[Written tasks]
(A) In the article on Steve Bannon's criminal case, why did the Justice Department object to Bannon's strategy? Answer in one to three sentences.
(B) Carry on with the article on Steve Bannon's criminal case, picking up after its final sentence.

>> start Supplied text

Right-wing provocateur Steve Bannon is going full-steam ahead with a plan to turn his criminal case into a one-man reconnaissance mission involving the White House, the Justice Department, and the Jan. 6 Committee, where he hopes to find anything that’ll smear Democrats who’ve come after him.
Earlier this month, The Daily Beast laid out Bannon’s strategy to find any evidence that this is merely a political prosecution, or—as some have commented—generate enough suspicion to besmirch the whole thing.
The DOJ cast the strategy as an underhanded ploy to harm the Jan. 6 Committee’s ongoing investigation into the causes of the insurrection by exposing its inner workings and witnesses who’ve secretly cooperated, and the gambit seemed to be stymied when the federal judge overseeing the case issued a protective order on Dec. 10 limiting what kinds of documents Bannon could make public.
Not so fast.
Bannon’s team is interpreting the judge’s order as a green light to dig into the Biden administration and expose what they find, according to a person familiar with Bannon’s case.
“Was this a politically motivated prosecution? The communications will show that… we’re going to ask for specific documents,” said the source, who spoke to The Daily Beast on condition of anonymity. “The judge will allow us behind the curtain.”
The legal team plans to publicly file damning documents they get, the source said. What would be a cut-and-dry misdemeanor case could become an unwelcome peek into the Biden administration.
“We’re not completely restricted,” the source said.
Jared Carter, a professor at Vermont Law School who reviewed the judge’s order on The Daily Beast’s behalf, said “it does create a place” for Bannon to start filing acquired documents in court and turn his prosecution into an all-out assault on those coming after him.
“Clearly their strategy is: The best defense is a good offense. And what we're seeing is the defense team trying to employ that strategy, trying to put the government and Biden administration on its heels,” Carter said. “That can be a very effective strategy.”
Bannon’s game plan falls right in line with the comments he made on Nov. 15, the day he turned himself into the FBI and appeared in court.
“We're taking down the Biden regime,” he said on his way into the FBI’s Washington field office.
And on his way out of court a few hours later: “We’re gonna go on the offense. We’re tired of playing defense.”
Bannon’s claim that this is a political prosecution relies, in part, on remarks President Joe Biden made shortly after Marine One landed on the White House south lawn.
When asked about Bannon and other witnesses who defied congressional subpoenas to testify, he said, “I hope that the committee goes after them and holds them accountable criminally.” When asked if the Justice Department should prosecute them, the president agreed.

>> end Supplied text
>> start Material

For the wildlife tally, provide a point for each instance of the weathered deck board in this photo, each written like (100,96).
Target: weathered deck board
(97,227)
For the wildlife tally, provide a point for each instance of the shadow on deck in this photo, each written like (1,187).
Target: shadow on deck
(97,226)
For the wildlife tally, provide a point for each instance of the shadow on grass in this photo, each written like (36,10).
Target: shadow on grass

>> end Material
>> start Material

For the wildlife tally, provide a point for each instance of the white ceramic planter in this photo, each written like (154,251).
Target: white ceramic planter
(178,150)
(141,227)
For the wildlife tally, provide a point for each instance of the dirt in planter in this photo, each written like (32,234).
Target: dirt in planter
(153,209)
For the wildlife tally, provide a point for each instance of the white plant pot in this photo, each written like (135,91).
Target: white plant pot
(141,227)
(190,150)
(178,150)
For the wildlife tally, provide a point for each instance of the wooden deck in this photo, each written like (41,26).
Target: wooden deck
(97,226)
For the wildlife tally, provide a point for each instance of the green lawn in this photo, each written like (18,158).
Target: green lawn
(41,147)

>> end Material

[Answers in order]
(A) The Justice Department cast the strategy as an underhanded ploy to harm the Jan. 6 Committee's ongoing investigation into the causes of the insurrection. It argued that the plan would expose the committee's inner workings and witnesses who had secretly cooperated.

(B)
Here’s how Bannon tried to frame it back on that day in November: “Joe Biden ordered Merrick Garland to prosecute me from the White House lawn when he got off Marine One.”
That’s a hefty accusation with no real evidence to back it up. But Trump’s former White House adviser plans to demand memos and internal communications at the White House, Justice Department, and Jan. 6 Committee to prove it.
The point is to show that this entire prosecution was poisoned from the start.
Bannon’s team is now mounting a defense to show that the Justice Department is engaging in “selective prosecution,” which legal scholars call a longshot strategy of proving that law enforcement discriminated against Bannon by singling him out.
But this isn’t like the time the Drug Enforcement Administration was caught making 179 arrests over a decade in New York without a single white defendant. Legal scholars said Bannon isn’t being singled out because of his race or gender, so he doesn’t fit into what’s considered a protected class.
Only three Jan. 6 Committee witnesses have refused to testify. And while only Bannon has been criminally charged, Congress has already referred former Trump Chief of Staff Mark Meadows to the Justice Department for prosecution—and ex-DOJ official Jeffrey Clark might not be too far behind.
“They have to prove that in insurrection cases held by this DOJ they've chosen not to go forward. But Bannon and Meadows are the only ones saying they’re not going to do it. The selective prosecution model fails,” said Joshua E. Kastenberg, a professor at University of New Mexico’s law school.
Legal scholars also said Bannon’s mission for embarrassing memos borders on what they call “discovery abuse,” when one side uses a court battle to make unreasonable requests for evidence.
"You can’t just say we want this memo or that memo. You have to present some evidence these memos exist. You can’t base your discovery demand on conjecture,” Kastenberg said.
David Schultz, a law professor at the University of Minnesota, said the judge should severely limit this case to its core premise: Bannon got a subpoena to testify, and he didn’t show up.
“A court shouldn’t grant these discovery requests whatsoever. And even if they did, they shouldn’t affect the outcome. All of this is really the sideshow,” Schultz said.
The battle over how far Bannon’s team can reach into the filing cabinets at the White House and DOJ is expected to play out in the coming weeks, as Bannon’s case is on a fast-track to a trial set in July 2022. And while U.S. District Judge Carl J. Nichols set limits on what they could do with sensitive government documents—they have to be redacted and relevant to the case—Bannon’s legal team plans to show how the government singled out Trump’s one-time campaign chief.
Anything they find could be made public soon. In recent court filings, Bannon lawyer M. Evan Corcoran indicated plans to use what they find to try to dismiss the case before it ever goes to trial. In one filing, he wrote that his team plans to “raise historically important constitutional issues.”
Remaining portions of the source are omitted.